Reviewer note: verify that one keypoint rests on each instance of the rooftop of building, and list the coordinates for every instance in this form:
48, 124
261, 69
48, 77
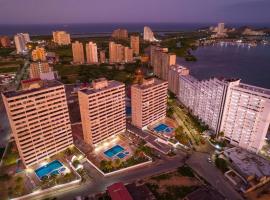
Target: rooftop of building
44, 85
101, 84
118, 191
255, 88
148, 83
248, 163
204, 193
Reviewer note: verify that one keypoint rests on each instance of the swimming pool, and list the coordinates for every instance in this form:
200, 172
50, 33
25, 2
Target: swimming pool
49, 169
163, 128
114, 151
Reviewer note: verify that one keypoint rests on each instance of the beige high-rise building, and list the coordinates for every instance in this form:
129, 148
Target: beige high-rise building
239, 110
148, 34
128, 55
61, 38
135, 44
39, 54
20, 40
120, 34
102, 110
78, 52
113, 52
148, 102
5, 41
161, 61
39, 121
38, 68
102, 56
175, 71
91, 53
119, 53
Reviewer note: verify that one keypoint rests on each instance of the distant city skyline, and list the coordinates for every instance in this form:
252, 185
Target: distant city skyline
139, 11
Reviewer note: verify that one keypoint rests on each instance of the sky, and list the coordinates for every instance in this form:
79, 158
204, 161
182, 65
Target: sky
133, 11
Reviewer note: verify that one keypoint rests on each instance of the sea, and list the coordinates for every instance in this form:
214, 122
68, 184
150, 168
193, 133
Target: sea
251, 65
46, 29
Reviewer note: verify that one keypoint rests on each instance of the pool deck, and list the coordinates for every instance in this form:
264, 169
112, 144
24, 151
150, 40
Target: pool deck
167, 121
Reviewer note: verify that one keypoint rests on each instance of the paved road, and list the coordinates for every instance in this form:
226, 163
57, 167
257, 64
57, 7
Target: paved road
198, 161
100, 183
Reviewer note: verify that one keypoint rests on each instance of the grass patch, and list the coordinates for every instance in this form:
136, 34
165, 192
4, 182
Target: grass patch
185, 171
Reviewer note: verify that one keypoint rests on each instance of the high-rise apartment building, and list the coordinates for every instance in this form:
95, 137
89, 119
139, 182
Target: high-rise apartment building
36, 69
119, 53
128, 55
148, 34
39, 54
39, 121
20, 40
246, 115
135, 44
175, 71
102, 110
102, 56
161, 61
91, 53
241, 111
61, 38
78, 52
5, 41
120, 34
148, 102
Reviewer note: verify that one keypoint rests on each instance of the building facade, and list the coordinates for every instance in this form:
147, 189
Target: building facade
239, 110
148, 34
91, 53
5, 41
39, 121
135, 44
39, 54
36, 69
103, 110
148, 102
175, 71
20, 40
120, 34
78, 53
61, 38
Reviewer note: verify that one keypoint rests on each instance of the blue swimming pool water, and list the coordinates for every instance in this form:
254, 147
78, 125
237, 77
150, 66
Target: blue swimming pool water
163, 128
49, 169
121, 155
113, 151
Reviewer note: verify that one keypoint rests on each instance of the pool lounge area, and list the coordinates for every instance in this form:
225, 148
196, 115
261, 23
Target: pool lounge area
116, 151
54, 167
163, 128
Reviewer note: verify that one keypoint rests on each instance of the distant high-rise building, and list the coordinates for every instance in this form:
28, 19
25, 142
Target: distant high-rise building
61, 38
148, 34
161, 61
128, 55
5, 41
102, 109
20, 40
39, 54
220, 28
148, 102
175, 71
135, 44
239, 110
91, 53
120, 34
39, 121
102, 56
78, 52
119, 53
38, 68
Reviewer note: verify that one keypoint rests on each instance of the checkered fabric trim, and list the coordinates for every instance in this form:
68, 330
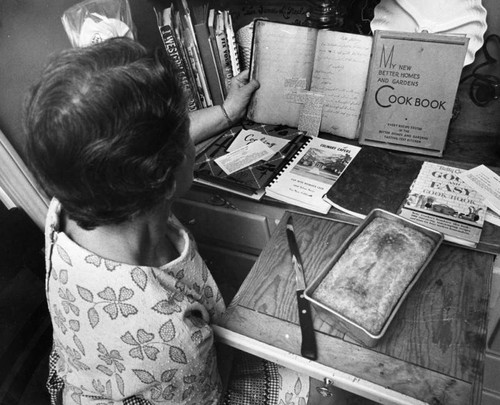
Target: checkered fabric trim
55, 386
254, 381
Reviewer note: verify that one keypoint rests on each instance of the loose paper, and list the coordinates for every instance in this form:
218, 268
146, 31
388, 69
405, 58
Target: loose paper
244, 156
247, 136
486, 182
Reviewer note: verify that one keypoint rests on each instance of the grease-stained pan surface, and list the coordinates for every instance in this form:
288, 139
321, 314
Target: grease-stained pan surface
352, 328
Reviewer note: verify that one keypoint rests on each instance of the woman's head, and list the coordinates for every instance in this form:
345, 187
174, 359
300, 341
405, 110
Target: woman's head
107, 128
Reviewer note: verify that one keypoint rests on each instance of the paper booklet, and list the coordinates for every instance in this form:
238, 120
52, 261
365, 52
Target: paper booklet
250, 181
376, 178
440, 200
307, 177
394, 90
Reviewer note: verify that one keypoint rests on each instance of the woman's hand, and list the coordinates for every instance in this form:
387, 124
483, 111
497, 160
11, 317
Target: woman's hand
239, 95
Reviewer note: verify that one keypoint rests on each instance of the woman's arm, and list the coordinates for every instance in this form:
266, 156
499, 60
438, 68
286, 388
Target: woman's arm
208, 122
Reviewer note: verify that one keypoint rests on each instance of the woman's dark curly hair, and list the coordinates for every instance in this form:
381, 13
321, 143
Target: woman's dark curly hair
107, 126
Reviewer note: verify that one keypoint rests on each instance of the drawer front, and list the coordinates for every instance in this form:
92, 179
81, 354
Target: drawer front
491, 379
490, 398
223, 226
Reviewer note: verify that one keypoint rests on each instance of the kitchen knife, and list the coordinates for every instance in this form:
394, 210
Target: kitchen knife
308, 346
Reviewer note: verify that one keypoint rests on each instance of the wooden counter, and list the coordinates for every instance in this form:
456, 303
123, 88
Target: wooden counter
432, 353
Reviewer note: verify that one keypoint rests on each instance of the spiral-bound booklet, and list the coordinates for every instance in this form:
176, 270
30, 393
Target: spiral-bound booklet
251, 180
311, 173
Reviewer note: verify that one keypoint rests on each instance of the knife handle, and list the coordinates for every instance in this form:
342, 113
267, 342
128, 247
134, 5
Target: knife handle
308, 347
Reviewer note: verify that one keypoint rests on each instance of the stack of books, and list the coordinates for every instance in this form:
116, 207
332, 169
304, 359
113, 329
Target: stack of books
203, 45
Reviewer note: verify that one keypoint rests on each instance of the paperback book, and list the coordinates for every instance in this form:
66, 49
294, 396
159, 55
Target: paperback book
394, 90
440, 200
308, 176
376, 178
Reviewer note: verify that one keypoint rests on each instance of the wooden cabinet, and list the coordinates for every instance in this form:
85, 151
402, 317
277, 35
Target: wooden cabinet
491, 382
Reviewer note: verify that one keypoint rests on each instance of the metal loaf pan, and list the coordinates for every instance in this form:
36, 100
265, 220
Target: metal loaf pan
354, 330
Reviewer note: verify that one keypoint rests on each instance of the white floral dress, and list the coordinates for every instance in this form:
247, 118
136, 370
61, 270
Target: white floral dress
126, 334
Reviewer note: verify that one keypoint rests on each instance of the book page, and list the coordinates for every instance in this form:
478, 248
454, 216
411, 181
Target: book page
282, 61
340, 72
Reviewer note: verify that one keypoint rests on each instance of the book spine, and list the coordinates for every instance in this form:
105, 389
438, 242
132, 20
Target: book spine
208, 61
224, 55
189, 38
173, 51
292, 151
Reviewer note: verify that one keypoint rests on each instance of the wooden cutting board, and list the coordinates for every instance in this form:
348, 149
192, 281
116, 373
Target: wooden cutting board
434, 348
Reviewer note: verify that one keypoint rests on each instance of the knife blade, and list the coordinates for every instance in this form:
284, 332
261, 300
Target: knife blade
308, 345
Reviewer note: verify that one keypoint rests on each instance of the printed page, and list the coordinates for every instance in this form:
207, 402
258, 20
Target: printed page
340, 72
282, 61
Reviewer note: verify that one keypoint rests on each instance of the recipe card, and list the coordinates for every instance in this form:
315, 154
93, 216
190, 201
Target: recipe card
244, 156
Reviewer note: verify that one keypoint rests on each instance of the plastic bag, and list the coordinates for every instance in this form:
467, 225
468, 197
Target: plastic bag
93, 21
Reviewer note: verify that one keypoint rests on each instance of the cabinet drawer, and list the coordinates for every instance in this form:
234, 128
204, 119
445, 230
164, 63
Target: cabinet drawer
222, 226
490, 398
491, 380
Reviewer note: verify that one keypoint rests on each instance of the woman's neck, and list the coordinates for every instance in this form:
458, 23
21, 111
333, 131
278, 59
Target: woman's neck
142, 241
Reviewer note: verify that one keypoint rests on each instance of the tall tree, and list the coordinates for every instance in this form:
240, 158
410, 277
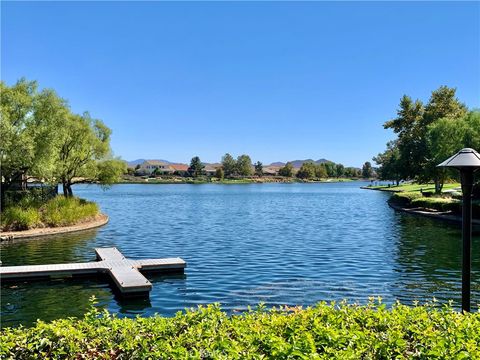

▸ **JOB**:
Replace "cabinet drawer" with "storage drawer" in the items from the line containing "of the plastic" through the end of the items, and reproduce only those lines with everything else unchanged and the pictures omitted.

▸ **SOLUTION**:
Reviewer note: verify that one keypoint rests on each instance of the plastic bag, and list the coordinates for every instance in this form:
467, 225
468, 197
Target: plastic bag
93, 21
Reviewer note: verify that one keypoint rests on each instance of the storage drawer, and list the coordinates for every instance in this form:
234, 128
204, 119
445, 230
164, 63
Target: storage drawer
222, 226
490, 398
491, 380
Reviewer note: verify that one keypoint rests on each instance of the woman's neck, and list the coordinates for every instance in this form:
458, 23
21, 111
333, 131
278, 59
Target: woman's neck
142, 241
Reviewer note: verify that one keypoint rests on each instance of the tall tree, and list the coordinates for every instance in this form:
240, 158
410, 277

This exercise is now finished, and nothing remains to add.